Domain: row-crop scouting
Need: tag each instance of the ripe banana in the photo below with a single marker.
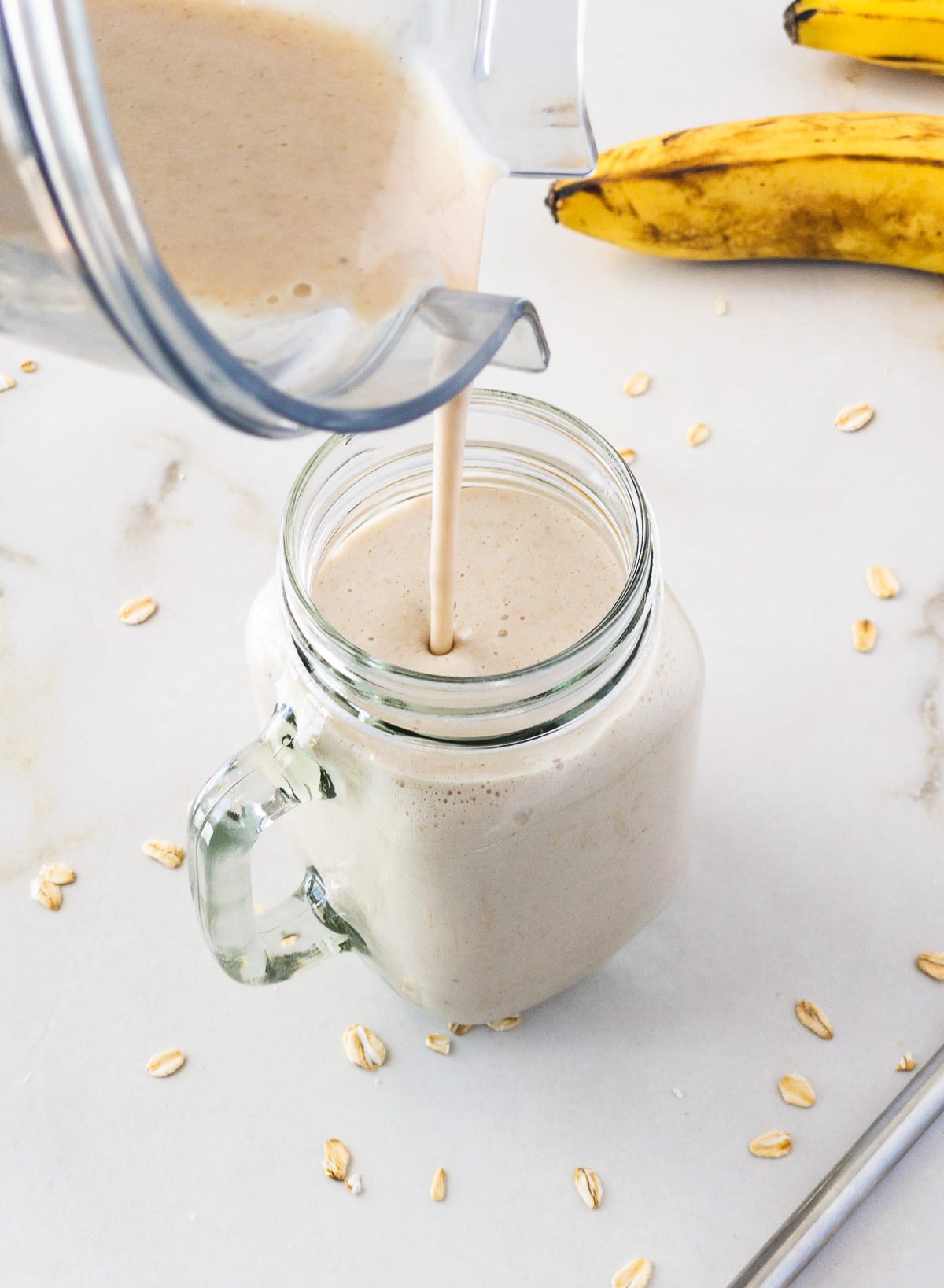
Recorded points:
(849, 186)
(894, 32)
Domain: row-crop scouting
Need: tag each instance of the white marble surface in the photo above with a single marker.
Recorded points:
(817, 867)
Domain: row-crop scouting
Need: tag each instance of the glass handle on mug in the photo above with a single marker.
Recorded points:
(258, 786)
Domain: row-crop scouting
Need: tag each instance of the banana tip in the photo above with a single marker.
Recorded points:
(794, 16)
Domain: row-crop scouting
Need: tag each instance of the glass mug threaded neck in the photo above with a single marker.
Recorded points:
(517, 443)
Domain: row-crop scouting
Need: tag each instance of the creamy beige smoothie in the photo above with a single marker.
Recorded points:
(282, 164)
(531, 578)
(286, 163)
(487, 879)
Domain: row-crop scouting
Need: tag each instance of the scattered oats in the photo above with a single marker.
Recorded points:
(133, 612)
(58, 873)
(931, 964)
(588, 1187)
(363, 1047)
(865, 635)
(634, 1274)
(337, 1158)
(813, 1019)
(164, 1063)
(854, 418)
(165, 851)
(46, 893)
(796, 1090)
(636, 384)
(883, 581)
(772, 1144)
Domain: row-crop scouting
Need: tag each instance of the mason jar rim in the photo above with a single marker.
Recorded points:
(344, 667)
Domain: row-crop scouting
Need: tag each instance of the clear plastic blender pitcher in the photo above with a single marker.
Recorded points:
(80, 272)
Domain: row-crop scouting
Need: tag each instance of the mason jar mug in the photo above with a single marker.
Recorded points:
(481, 841)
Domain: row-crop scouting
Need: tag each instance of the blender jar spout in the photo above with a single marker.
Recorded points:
(83, 269)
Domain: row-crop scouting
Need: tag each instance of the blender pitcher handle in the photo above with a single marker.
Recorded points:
(258, 786)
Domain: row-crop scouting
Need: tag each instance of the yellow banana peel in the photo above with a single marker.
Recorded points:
(830, 186)
(907, 34)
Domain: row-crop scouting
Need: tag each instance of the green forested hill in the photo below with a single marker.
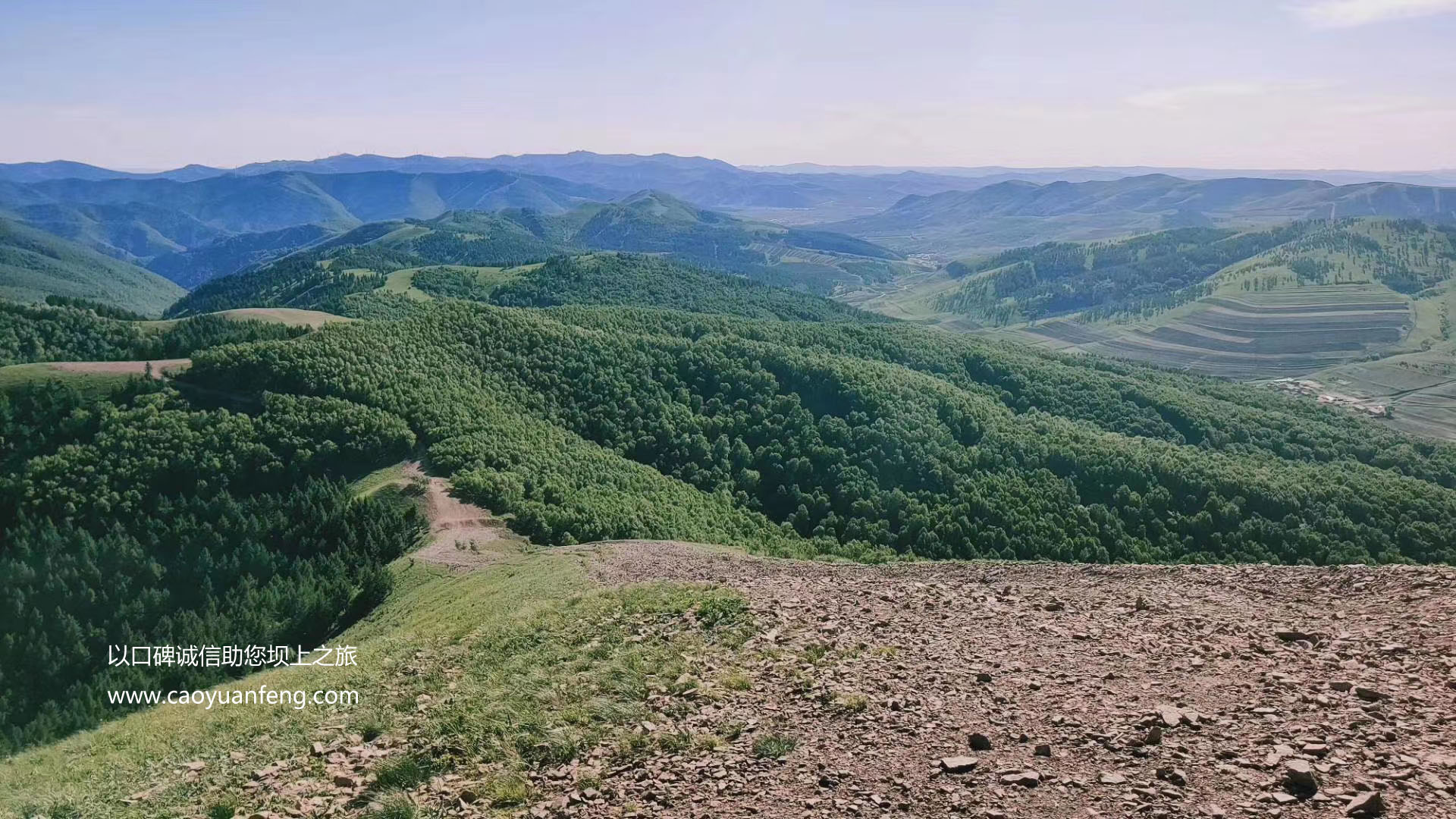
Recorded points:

* * *

■ **Task brief**:
Exact duplication of all the records is required; pictures are omitted from the copy.

■ **Output of the exercise**:
Domain: row-crop scouting
Need: tag each instance of the ripe banana in the photo below with a single marker.
Recorded points:
(849, 186)
(894, 32)
Domain: row-crop scouting
Need: tag each instance of the white marble surface in the photo above with a single marker.
Recorded points:
(817, 867)
Domain: row-crop scouting
Need: tag each instance of the glass handle on mug in the photo above with a single marker.
Recorded points:
(258, 786)
Domain: row-crop scouting
Need: tag each instance of the banana tip in the photo above with a single marker.
Recorded points:
(794, 16)
Domain: row-crop scouting
Need: tag each instance of the glass mug threaded neck in the photo above with a single marker.
Recorded points:
(517, 443)
Domain: row-crop scouting
Need: tag each instance of the creamy beige smoothie in the photo above with a single marker.
Recorded points:
(282, 164)
(531, 578)
(286, 163)
(487, 879)
Domain: row-crop scouting
Need: tag each instance of the scattered oats in the photo above with a single marker.
Recorded points:
(133, 612)
(58, 873)
(931, 964)
(588, 1187)
(363, 1047)
(865, 635)
(634, 1274)
(337, 1158)
(813, 1019)
(164, 1063)
(854, 418)
(165, 851)
(46, 893)
(796, 1090)
(636, 384)
(883, 581)
(772, 1144)
Domain: row-crop scouting
Need: tag each instance of the mason jar rim in the photo above with a single marker.
Recorded points:
(344, 667)
Domain: row-crop scouting
Need: tag each instance of the clear plastic blender pitcher in the photo above with a single marker.
Recorded points:
(80, 272)
Domain: row-crop scouting
Need: tag each instance of the mason jar mug in the photo above with a single marker.
Recorded points:
(481, 841)
Domain: row-crop scouting
Need: tag each instance of the blender jar spout in the photo above with a single marker.
Recorded points:
(83, 269)
Domain: row-crop scouting
Need: tag each instance of the blender pitcher handle in the photo above with a single marker.
Recorded points:
(258, 786)
Domain: row-crop scouting
Need: tag each instance of the yellow banana peel in the photo above with a single marker.
Recorded points:
(830, 186)
(907, 34)
Domain: row-crop scouting
Need: tag each instance of the green forested hill in the photo below with a single marker.
Recorded points:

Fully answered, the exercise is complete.